* What needs to be done *
Print the line containing "[locate] sky (one" and each line after it through the end, please, with nothing added.

**** Data extract

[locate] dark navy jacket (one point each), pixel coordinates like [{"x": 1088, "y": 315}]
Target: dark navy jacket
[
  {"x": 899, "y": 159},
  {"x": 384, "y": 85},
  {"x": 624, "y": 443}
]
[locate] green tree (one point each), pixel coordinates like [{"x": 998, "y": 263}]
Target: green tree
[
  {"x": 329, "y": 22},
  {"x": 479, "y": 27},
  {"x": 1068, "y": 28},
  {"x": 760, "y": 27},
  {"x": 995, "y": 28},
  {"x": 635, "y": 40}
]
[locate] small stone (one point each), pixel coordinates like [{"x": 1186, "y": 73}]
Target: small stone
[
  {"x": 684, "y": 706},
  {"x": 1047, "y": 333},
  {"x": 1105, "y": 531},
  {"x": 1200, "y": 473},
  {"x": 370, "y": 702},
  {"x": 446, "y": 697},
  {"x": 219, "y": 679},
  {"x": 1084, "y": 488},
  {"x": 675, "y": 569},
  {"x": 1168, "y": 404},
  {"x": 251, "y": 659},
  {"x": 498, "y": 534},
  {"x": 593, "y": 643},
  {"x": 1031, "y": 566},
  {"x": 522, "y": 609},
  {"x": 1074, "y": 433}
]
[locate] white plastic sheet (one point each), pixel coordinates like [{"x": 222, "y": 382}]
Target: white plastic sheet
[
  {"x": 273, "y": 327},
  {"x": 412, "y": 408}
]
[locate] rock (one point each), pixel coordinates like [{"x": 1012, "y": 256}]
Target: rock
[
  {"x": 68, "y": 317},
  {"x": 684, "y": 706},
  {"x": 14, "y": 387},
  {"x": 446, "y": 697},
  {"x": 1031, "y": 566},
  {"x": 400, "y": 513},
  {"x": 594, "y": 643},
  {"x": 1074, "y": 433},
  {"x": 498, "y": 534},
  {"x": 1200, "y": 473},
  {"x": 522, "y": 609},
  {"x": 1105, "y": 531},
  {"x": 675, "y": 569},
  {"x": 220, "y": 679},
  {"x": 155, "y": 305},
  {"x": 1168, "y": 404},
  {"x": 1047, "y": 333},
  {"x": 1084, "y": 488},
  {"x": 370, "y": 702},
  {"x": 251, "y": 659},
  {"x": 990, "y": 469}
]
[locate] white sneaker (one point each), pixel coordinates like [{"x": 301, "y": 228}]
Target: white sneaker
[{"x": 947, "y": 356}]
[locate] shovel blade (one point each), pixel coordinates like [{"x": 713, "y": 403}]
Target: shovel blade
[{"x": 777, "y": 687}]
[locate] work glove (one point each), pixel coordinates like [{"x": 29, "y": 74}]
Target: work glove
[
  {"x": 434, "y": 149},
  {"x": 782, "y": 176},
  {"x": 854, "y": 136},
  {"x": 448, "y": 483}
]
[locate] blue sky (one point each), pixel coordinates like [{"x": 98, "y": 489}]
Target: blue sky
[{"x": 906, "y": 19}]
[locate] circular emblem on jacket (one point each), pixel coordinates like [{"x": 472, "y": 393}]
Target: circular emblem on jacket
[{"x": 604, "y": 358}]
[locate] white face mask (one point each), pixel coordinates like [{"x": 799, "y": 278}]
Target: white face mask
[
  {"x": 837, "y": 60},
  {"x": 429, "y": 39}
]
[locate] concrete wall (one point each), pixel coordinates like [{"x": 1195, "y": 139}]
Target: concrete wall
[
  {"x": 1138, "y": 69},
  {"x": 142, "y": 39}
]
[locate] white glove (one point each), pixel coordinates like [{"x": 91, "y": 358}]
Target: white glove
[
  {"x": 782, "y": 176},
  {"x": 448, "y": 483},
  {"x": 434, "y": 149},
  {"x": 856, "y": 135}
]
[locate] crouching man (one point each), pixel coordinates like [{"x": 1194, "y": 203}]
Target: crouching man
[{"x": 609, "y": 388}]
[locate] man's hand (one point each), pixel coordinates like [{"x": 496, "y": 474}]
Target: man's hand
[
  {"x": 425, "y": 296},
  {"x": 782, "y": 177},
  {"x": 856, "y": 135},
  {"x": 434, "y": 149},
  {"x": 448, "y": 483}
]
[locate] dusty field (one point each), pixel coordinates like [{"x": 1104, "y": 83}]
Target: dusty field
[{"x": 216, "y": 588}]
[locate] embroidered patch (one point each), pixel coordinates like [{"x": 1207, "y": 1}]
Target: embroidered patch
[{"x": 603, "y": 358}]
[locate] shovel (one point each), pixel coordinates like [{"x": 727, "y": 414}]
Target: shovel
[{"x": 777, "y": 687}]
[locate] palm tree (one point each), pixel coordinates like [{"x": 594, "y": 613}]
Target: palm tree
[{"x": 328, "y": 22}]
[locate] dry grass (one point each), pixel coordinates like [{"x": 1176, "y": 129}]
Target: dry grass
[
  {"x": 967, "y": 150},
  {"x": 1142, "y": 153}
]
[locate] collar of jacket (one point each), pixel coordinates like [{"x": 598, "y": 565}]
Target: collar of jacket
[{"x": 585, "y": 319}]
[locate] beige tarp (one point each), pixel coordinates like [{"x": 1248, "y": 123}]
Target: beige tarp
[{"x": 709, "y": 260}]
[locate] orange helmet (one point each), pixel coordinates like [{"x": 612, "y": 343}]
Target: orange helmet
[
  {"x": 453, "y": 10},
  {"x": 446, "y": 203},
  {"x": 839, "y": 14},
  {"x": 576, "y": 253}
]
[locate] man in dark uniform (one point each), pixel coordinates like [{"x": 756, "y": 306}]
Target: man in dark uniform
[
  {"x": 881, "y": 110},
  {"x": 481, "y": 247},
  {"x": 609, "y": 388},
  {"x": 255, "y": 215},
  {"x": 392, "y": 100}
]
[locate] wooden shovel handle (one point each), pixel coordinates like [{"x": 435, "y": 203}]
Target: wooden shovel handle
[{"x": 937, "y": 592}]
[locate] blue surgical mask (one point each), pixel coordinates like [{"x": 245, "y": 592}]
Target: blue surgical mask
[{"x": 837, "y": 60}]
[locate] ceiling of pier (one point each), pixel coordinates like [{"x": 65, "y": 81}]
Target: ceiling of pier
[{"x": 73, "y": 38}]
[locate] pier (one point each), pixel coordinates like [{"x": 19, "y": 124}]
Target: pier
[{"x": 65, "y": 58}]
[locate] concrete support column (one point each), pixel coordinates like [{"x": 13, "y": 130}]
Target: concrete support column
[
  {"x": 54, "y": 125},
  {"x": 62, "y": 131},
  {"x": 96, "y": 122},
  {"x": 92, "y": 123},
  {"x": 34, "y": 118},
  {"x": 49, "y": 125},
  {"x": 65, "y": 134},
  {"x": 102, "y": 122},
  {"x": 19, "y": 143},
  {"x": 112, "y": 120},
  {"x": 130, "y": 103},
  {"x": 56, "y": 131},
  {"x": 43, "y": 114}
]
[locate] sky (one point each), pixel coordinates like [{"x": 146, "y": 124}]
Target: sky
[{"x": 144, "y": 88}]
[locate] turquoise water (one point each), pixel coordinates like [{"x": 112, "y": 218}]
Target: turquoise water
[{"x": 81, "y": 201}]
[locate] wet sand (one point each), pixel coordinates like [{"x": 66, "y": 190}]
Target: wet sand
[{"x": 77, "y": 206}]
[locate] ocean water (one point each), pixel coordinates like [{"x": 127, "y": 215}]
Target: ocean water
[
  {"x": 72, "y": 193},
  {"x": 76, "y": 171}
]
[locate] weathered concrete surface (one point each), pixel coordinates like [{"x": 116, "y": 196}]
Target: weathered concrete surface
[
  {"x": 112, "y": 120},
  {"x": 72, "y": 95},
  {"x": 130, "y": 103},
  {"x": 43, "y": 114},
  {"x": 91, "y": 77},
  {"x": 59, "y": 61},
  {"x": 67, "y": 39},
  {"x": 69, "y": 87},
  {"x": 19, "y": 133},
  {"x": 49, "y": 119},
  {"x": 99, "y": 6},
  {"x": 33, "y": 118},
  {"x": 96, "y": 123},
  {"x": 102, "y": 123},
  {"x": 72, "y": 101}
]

********

* Full answer *
[locate] sky (one point each), pixel coordinates like [{"x": 146, "y": 124}]
Target: sky
[{"x": 144, "y": 88}]
[locate] turquoise water (one point each), pixel coordinates like [{"x": 112, "y": 218}]
Target: turquoise water
[{"x": 81, "y": 201}]
[locate] wet sand (one point each), pixel coordinates like [{"x": 66, "y": 190}]
Target: wet sand
[{"x": 77, "y": 206}]
[locate] ocean water (one point each), pixel coordinates like [{"x": 127, "y": 215}]
Target: ocean water
[
  {"x": 72, "y": 193},
  {"x": 76, "y": 171}
]
[locate] weathered concrete surface (one point each), pixel coordinates like [{"x": 116, "y": 196}]
Target: weathered concrete surface
[
  {"x": 112, "y": 120},
  {"x": 72, "y": 95},
  {"x": 130, "y": 103},
  {"x": 43, "y": 114},
  {"x": 91, "y": 77},
  {"x": 59, "y": 61},
  {"x": 67, "y": 39},
  {"x": 69, "y": 87},
  {"x": 19, "y": 133},
  {"x": 49, "y": 119},
  {"x": 99, "y": 6},
  {"x": 33, "y": 118},
  {"x": 96, "y": 123},
  {"x": 102, "y": 123},
  {"x": 72, "y": 101}
]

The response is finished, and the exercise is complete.